++++ 本文 ++++

ところでバッハ会長、彼の母国ドイツでの評判はどうなのでしょうか? バッハ会長はもともとフェンシングの選手。1976年のモントリオールオリンピックでは金メダル(フルーレ団体)を獲得しています。

ただ近年の彼はスポーツマンとしてよりも、「やり手のビジネスマン」として有名です。引退後、弁護士となった彼は1991年にIOC委員に就任。現在は9代目会長として年間約3000万円の報酬を受け取るだけでなく、IOCが設立した財団の理事長や、子会社の社長も兼務し、それらの報酬は非公開とされています。

バッハ会長の「お金がらみ」の問題でドイツで最も話題となったのが、かつて彼が産業機械大手のシーメンスと結んだ顧問契約でした。彼は2000年からシーメンスの相談役を務めていましたが、同社から年間40万ユーロ(約5300万円)の顧問契約料のほかに「日当」として1日に5000ユーロ(約66万円)を得ていたことが明るみになったのです。

++++

§ **設問**:
1. バッハ会長に関する本文によれば、同会長が金メダルを獲得したのはどのオリンピックですか。
2. バッハ会長に関する本文のうち、「ただ近年の彼はスポーツマンと」から「ことが明るみになったのです。」までを、「シーメンス」を「ボッシュ」と呼び替えて書き直してください。
3. バッハ会長に関する本文を、最後の文の後から書き継いでください。
記録はこの課題には関係いたしません。

++++ 提示資料 ++++

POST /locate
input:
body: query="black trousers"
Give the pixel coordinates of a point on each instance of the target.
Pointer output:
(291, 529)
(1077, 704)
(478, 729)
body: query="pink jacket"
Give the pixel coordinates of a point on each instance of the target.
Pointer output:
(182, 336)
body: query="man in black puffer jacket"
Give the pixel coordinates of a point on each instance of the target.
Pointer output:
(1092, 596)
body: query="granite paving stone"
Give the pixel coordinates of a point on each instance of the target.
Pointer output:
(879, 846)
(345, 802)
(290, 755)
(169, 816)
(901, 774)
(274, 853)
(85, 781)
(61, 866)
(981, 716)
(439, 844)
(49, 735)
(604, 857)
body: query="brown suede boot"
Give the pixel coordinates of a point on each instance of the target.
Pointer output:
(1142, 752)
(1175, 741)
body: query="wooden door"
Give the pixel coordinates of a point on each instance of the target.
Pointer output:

++++

§ **解答**:
1. 1976年のモントリオールオリンピック(フルーレ団体)です。

2.
ただ近年の彼はスポーツマンとしてよりも、「やり手のビジネスマン」として有名です。引退後、弁護士となった彼は1991年にIOC委員に就任。現在は9代目会長として年間約3000万円の報酬を受け取るだけでなく、IOCが設立した財団の理事長や、子会社の社長も兼務し、それらの報酬は非公開とされています。

バッハ会長の「お金がらみ」の問題でドイツで最も話題となったのが、かつて彼が産業機械大手のボッシュと結んだ顧問契約でした。彼は2000年からボッシュの相談役を務めていましたが、同社から年間40万ユーロ(約5300万円)の顧問契約料のほかに「日当」として1日に5000ユーロ(約66万円)を得ていたことが明るみになったのです。

3.
当時のシーメンスの監査役会は、年間契約料が高額である場合、日当が追加で支払われる状況は「まったく一般的ではない」として高額報酬を問題視し、2010年に彼との契約を打ち切りました。こうした問題があったことから、ドイツでバッハ会長といえば、「桁違いの報酬の人」というイメージで、よく言えば「やり手のビジネスマン」、悪く言えば「お金に汚い」と思われています。

オリンピックを冷めた目で見るドイツ人たち

ドイツ人はコロナに翻弄される前から、オリンピックを懐疑的な目で見る人も多かったことをご存知でしょうか? たとえば数年前に「2022年の冬季オリンピック候補地」としてドイツのミュンヘン市が立候補を検討していました。しかし2013年に開催にまつわる住民投票を行ったところ反対派が多数。結局、ミュンヘン市は立候補を断念しています。

「大規模なスポーツイベントが行われると環境が破壊される恐れがある」「無理な建設で財政が圧迫されるのが心配」など反対意見は様々でしたが、そもそもドイツ人は「大規模なイベントによって世界から注目されること」よりも「地元の人の居心地よさ」のほうが優先されるべきと考える傾向があります。

オリンピックでちらつく「ヒトラーの存在」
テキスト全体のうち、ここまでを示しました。